*PROMPT:* Rewrite all of the data below as a numbered list, one line per item, and leave out any blank lines.

*RECORDS PROVIDED:*
>>>>

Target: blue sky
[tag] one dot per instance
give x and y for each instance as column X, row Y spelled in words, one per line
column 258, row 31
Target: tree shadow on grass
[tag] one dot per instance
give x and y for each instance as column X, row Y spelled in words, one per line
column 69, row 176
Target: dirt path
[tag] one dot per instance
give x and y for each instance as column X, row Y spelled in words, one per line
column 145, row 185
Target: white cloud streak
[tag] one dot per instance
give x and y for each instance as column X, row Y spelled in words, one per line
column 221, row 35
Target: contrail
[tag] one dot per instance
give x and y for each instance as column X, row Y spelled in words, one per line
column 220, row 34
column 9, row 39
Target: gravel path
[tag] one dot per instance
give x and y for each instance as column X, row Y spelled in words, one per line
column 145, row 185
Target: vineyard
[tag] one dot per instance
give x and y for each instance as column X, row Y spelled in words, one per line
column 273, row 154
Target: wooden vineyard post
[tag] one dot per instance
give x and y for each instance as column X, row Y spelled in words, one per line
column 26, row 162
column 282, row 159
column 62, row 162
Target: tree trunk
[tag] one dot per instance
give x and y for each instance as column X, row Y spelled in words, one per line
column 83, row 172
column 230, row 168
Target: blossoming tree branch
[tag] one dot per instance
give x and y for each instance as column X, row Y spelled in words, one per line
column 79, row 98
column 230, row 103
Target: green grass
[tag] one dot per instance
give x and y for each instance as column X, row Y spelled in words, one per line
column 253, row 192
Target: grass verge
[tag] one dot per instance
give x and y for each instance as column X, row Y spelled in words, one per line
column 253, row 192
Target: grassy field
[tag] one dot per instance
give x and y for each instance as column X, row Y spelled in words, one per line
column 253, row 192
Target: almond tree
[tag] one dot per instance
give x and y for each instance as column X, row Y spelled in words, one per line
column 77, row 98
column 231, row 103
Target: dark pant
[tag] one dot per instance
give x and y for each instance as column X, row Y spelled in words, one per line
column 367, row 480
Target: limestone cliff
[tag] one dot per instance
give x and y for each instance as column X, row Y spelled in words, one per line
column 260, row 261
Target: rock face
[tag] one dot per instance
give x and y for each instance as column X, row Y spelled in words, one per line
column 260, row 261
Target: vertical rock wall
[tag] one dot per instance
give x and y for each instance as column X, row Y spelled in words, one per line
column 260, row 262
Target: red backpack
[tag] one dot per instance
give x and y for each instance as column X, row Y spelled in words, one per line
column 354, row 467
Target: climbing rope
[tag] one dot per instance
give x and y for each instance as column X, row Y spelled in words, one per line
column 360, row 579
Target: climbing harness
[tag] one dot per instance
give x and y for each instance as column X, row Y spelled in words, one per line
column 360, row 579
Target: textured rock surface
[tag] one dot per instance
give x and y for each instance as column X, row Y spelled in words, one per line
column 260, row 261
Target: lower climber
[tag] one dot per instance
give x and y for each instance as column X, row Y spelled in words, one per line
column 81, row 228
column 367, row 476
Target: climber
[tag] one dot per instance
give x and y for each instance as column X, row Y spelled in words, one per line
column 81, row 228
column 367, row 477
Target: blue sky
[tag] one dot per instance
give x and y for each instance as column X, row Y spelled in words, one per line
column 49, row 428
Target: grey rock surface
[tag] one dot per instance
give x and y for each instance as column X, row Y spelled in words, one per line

<<<<

*FINISHED TASK:*
1. Target: blue sky
2. [tag] one dot per instance
3. give x and y for each instance as column X, row Y spelled in words, one per line
4. column 258, row 31
5. Target: tree shadow on grass
6. [tag] one dot per instance
7. give x and y for each instance as column X, row Y spelled in words, one per line
8. column 69, row 176
9. Target: dirt path
10. [tag] one dot per instance
11. give x and y for each instance as column X, row Y spelled in words, one per line
12. column 145, row 185
13. Target: white cloud streak
14. [tag] one dot per instance
15. give x and y for each instance as column X, row Y spelled in words, one per line
16. column 221, row 35
17. Target: contrail
18. [tag] one dot per instance
19. give x and y for each instance as column X, row Y spelled in words, one per line
20. column 220, row 34
21. column 9, row 39
22. Target: gravel path
23. [tag] one dot per instance
24. give x and y for each instance as column X, row Y spelled in words, one per line
25. column 145, row 185
26. Target: vineyard
27. [tag] one dot per instance
28. give x and y for each instance as column X, row Y spelled in words, one per line
29. column 273, row 154
30. Target: wooden vineyard post
31. [tag] one dot per instance
32. give x and y for each instance as column X, row Y spelled in words, one per line
33. column 26, row 162
34. column 282, row 159
35. column 62, row 162
36. Target: tree trunk
37. [tag] one dot per instance
38. give x and y for each instance as column X, row Y spelled in words, one per line
39. column 83, row 172
40. column 230, row 168
41. Target: blossoming tree branch
42. [tag] one dot per instance
43. give x and y for each instance as column X, row Y spelled in words, one per line
44. column 79, row 98
45. column 230, row 103
46. Target: green grass
47. [tag] one dot per instance
48. give x and y for each instance as column X, row Y spelled in words, one per line
49. column 253, row 192
50. Target: grass verge
51. [tag] one dot per instance
52. give x and y for each instance as column X, row Y spelled in words, one per line
53. column 253, row 192
54. Target: grassy field
55. [tag] one dot per instance
56. give x and y for each instance as column X, row Y spelled in words, one per line
57. column 253, row 192
58. Target: almond tree
59. [tag] one dot per instance
60. give x and y for each instance as column X, row Y spelled in words, one per line
61. column 77, row 98
62. column 231, row 103
63. Target: dark pant
64. [tag] one dot per instance
65. give x and y for each instance as column X, row Y spelled in words, one per line
66. column 367, row 480
67. Target: limestone cliff
68. [tag] one dot per instance
69. give x and y for each instance as column X, row Y spelled in words, one per line
70. column 260, row 261
71. Target: rock face
72. [tag] one dot per instance
73. give x and y for each instance as column X, row Y spelled in words, one per line
74. column 260, row 261
75. Target: vertical rock wall
76. [tag] one dot per instance
77. give x and y for each instance as column X, row Y spelled in words, one per line
78. column 260, row 262
79. Target: red backpack
80. [tag] one dot per instance
81. give x and y for each instance as column X, row Y spelled in words, one per line
82. column 354, row 467
83. Target: climbing rope
84. [tag] one dot per instance
85. give x and y for each instance as column X, row Y spelled in words, one per line
86. column 360, row 579
87. Target: climbing harness
88. [tag] one dot per instance
89. give x and y for each instance as column X, row Y spelled in words, one per line
90. column 360, row 579
91. Target: textured rock surface
92. [tag] one dot per instance
93. give x and y for each instance as column X, row Y spelled in words, one per line
94. column 260, row 261
95. Target: lower climber
96. [tag] one dot per instance
97. give x and y for each instance as column X, row Y spelled in words, one per line
98. column 81, row 228
99. column 367, row 476
100. Target: climber
101. [tag] one dot per instance
102. give x and y for each instance as column X, row Y spelled in words, one per line
103. column 81, row 228
104. column 367, row 477
105. Target: blue sky
106. [tag] one dot per instance
107. give x and y for each instance as column X, row Y spelled in words, one per line
108. column 49, row 428
109. Target: grey rock surface
110. [tag] one dot per instance
111. give x and y for each instance as column X, row Y spelled in words, one per line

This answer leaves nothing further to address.